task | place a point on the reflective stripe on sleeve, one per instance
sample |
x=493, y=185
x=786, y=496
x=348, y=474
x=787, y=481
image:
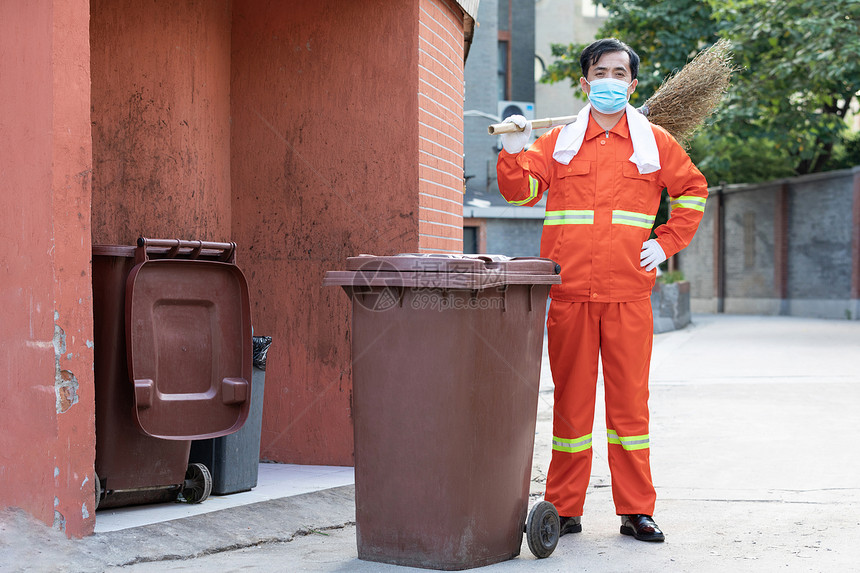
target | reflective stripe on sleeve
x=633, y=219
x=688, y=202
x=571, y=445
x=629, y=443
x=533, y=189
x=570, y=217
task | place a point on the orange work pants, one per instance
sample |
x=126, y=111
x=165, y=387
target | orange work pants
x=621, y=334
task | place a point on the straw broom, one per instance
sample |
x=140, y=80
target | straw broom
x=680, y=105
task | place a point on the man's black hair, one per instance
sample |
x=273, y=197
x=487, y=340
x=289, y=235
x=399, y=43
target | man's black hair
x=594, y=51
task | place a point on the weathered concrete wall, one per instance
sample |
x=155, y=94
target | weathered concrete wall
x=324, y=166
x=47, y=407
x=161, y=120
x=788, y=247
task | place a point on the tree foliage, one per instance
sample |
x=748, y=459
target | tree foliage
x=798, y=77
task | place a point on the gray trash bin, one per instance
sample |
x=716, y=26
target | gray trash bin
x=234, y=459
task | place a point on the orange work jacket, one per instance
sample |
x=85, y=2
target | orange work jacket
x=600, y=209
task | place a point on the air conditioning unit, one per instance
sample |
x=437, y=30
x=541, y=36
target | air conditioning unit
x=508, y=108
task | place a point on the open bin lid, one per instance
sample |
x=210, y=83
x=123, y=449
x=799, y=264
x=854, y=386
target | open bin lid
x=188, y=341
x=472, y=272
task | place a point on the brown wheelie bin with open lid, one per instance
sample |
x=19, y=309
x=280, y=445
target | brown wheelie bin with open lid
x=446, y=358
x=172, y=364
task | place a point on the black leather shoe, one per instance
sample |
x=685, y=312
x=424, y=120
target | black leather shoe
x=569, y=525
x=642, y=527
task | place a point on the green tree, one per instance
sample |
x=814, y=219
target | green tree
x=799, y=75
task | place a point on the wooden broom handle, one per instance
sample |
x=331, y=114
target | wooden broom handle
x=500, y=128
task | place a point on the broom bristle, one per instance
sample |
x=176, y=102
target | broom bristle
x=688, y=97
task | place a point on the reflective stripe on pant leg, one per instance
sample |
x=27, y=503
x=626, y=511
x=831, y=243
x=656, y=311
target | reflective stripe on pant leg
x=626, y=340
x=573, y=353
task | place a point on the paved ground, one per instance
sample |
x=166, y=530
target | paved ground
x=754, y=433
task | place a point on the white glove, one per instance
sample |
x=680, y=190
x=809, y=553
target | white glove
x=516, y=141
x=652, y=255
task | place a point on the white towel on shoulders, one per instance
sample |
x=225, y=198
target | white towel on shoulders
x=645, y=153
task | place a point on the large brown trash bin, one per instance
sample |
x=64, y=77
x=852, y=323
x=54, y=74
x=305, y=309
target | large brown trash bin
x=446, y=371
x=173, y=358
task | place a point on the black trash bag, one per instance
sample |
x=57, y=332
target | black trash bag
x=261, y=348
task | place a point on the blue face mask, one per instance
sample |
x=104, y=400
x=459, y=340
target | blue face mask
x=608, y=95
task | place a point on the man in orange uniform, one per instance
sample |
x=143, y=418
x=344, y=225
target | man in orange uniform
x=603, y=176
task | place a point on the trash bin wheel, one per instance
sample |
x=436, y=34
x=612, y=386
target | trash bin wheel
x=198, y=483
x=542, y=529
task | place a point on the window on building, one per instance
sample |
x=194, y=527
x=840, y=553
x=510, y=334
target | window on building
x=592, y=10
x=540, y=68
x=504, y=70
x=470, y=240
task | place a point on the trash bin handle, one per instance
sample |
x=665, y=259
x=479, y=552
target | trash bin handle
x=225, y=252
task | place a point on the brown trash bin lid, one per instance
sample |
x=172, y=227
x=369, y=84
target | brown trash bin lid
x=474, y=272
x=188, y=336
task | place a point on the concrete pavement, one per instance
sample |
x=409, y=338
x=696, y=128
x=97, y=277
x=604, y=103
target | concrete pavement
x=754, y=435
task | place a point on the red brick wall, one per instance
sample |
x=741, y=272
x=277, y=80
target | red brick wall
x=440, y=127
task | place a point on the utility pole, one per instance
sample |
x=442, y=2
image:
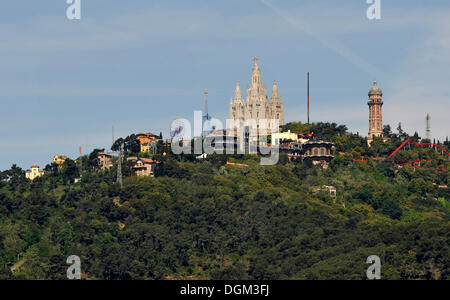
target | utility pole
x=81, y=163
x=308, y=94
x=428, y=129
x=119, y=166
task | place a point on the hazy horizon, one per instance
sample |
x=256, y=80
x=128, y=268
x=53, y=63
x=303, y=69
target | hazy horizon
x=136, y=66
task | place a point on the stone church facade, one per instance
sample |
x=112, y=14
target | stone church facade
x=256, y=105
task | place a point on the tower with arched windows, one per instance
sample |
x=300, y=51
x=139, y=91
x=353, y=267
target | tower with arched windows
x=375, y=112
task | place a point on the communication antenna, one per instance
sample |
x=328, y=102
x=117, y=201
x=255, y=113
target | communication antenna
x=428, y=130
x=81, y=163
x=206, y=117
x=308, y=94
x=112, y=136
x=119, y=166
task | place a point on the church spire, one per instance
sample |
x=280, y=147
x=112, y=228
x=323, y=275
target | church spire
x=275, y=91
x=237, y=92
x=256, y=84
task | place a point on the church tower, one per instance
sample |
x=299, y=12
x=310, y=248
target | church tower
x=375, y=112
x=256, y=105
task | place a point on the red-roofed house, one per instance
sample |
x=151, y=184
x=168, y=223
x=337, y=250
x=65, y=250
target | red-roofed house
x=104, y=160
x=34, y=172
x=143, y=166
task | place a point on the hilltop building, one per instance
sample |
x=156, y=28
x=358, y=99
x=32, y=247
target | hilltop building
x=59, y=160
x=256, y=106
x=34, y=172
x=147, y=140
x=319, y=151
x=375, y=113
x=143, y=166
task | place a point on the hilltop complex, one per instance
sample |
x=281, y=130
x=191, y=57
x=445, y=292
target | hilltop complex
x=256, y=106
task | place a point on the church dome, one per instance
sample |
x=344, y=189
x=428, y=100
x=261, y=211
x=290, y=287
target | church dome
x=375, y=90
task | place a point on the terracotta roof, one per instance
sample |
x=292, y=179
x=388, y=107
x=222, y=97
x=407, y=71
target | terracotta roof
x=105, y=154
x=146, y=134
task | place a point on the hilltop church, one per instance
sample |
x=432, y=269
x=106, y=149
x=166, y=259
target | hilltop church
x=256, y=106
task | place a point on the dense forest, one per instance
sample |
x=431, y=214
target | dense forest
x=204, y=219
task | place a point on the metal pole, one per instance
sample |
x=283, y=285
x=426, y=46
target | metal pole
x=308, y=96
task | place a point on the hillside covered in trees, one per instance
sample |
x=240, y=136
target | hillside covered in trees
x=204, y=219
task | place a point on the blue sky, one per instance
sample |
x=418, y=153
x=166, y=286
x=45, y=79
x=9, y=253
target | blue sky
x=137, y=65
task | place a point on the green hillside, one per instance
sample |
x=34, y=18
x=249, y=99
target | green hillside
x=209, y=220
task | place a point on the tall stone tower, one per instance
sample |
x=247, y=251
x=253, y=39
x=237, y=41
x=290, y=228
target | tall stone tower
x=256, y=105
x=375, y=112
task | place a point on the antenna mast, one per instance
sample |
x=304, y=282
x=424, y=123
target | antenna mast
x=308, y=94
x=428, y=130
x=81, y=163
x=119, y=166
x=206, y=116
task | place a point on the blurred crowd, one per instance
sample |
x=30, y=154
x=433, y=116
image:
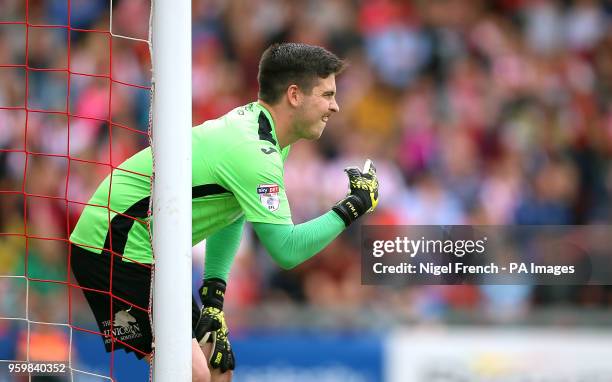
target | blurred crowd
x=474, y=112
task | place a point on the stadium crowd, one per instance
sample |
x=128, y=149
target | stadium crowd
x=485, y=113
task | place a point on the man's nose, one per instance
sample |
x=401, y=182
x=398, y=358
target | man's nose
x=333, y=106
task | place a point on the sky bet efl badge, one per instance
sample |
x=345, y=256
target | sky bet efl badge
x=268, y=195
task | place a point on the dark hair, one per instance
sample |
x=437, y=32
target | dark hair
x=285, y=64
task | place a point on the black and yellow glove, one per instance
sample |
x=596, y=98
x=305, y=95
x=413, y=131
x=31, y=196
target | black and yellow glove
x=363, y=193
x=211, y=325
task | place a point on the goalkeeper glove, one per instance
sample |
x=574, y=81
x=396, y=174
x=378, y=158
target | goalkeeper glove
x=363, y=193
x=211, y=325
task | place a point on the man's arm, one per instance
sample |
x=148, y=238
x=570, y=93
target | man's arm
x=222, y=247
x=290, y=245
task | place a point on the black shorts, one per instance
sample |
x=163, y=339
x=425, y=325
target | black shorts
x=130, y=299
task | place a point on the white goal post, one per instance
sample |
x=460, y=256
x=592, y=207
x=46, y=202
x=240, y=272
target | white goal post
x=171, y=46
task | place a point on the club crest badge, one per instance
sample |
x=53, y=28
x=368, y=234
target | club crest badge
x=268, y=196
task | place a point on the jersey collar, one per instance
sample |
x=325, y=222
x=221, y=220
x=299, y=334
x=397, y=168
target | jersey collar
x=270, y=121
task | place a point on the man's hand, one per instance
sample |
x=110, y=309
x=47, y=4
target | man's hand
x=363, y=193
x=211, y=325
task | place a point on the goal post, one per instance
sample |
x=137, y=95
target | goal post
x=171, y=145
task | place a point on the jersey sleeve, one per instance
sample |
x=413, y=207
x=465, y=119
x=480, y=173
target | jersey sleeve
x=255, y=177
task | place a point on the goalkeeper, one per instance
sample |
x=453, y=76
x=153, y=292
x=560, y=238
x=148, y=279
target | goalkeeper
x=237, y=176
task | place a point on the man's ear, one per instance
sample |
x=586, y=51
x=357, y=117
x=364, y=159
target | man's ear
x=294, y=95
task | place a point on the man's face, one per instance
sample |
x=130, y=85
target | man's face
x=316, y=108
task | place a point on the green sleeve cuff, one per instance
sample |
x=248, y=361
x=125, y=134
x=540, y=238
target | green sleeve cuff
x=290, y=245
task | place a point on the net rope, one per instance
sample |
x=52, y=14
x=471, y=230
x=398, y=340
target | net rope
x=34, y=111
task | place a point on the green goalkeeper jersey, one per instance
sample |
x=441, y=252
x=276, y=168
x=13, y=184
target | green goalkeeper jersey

What you need to do> Return every line of the records from the first line through the line holding "x=621, y=334", inclusive, as a JSON list of strings with one string per line. Skip blank lines and leave out the pictures.

Response for this exercise>
[
  "task | place a point on the reflective stripe on sleeve, one per instance",
  "sample |",
  "x=493, y=185",
  "x=786, y=496",
  "x=348, y=474",
  "x=787, y=481",
  "image:",
  "target | reflective stripe on sleeve",
  "x=633, y=219",
  "x=688, y=202",
  "x=571, y=445",
  "x=629, y=443",
  "x=533, y=189",
  "x=570, y=217",
  "task | place a point on the orange work pants, one per instance",
  "sample |",
  "x=126, y=111",
  "x=165, y=387",
  "target | orange work pants",
  "x=621, y=334"
]